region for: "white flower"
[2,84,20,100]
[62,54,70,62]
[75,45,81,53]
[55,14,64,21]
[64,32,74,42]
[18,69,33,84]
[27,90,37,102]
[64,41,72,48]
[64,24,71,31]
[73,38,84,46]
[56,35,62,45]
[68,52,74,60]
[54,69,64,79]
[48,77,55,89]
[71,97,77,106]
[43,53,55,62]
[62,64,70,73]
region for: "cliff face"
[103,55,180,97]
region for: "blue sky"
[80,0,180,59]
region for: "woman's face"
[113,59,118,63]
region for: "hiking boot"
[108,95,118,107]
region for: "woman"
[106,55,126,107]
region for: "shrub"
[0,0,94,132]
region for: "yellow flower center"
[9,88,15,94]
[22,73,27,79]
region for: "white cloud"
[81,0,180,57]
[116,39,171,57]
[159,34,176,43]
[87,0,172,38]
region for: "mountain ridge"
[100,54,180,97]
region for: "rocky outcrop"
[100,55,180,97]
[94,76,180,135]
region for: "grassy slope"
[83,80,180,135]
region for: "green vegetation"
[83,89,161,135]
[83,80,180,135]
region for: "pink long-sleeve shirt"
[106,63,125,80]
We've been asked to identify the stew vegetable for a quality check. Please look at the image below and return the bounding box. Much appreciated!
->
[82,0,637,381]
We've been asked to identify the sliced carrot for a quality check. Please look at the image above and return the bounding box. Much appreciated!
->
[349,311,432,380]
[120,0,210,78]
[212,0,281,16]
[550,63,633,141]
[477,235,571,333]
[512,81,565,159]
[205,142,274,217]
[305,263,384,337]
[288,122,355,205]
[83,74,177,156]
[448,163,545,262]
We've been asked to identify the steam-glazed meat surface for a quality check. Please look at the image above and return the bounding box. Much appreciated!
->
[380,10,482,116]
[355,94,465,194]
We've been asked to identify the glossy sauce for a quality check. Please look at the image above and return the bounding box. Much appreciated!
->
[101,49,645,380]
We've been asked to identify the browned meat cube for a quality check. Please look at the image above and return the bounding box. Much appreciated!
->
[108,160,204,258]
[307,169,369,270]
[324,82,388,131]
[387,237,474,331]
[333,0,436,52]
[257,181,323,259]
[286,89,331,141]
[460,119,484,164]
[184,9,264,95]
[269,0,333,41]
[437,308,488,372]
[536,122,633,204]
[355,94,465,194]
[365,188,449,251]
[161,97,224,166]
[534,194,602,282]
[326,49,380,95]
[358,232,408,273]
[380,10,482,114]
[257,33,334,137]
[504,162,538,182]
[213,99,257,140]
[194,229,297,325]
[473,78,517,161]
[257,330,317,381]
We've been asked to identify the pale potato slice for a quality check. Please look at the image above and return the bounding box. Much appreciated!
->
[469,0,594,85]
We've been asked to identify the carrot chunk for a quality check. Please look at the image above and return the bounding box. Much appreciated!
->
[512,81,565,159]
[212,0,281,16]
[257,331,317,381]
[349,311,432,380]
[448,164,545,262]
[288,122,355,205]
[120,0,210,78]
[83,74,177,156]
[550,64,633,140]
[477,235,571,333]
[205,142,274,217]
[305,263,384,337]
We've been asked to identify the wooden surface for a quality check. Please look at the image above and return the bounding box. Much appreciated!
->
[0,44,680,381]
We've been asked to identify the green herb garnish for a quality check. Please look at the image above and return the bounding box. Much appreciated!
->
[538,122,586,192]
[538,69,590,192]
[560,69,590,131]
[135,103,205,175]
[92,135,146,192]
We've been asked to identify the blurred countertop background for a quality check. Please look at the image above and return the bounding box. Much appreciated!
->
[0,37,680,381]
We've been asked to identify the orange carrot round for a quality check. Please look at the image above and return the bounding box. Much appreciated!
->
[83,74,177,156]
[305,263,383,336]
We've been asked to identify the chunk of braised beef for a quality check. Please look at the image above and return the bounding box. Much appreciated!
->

TASK:
Update the stretch from the start of the records through the line containing "[0,0,94,132]" by replacing "cliff face" with "rock face". Leave everything else unchanged.

ANSWER TO THIS TASK:
region for: "white flower"
[2,84,20,100]
[62,54,70,62]
[75,45,81,53]
[55,14,64,21]
[64,32,74,42]
[18,69,33,84]
[27,90,37,102]
[64,41,72,48]
[64,24,71,31]
[73,38,84,46]
[56,35,62,45]
[68,52,74,60]
[54,69,64,79]
[48,77,55,89]
[71,97,77,106]
[43,53,55,62]
[62,64,70,73]
region for: "rock face"
[103,55,180,97]
region for: "blue sky"
[80,0,180,59]
region for: "woman's face"
[113,59,118,63]
region for: "hiking boot"
[108,95,118,107]
region for: "woman"
[106,55,126,107]
region for: "shrub"
[0,0,94,132]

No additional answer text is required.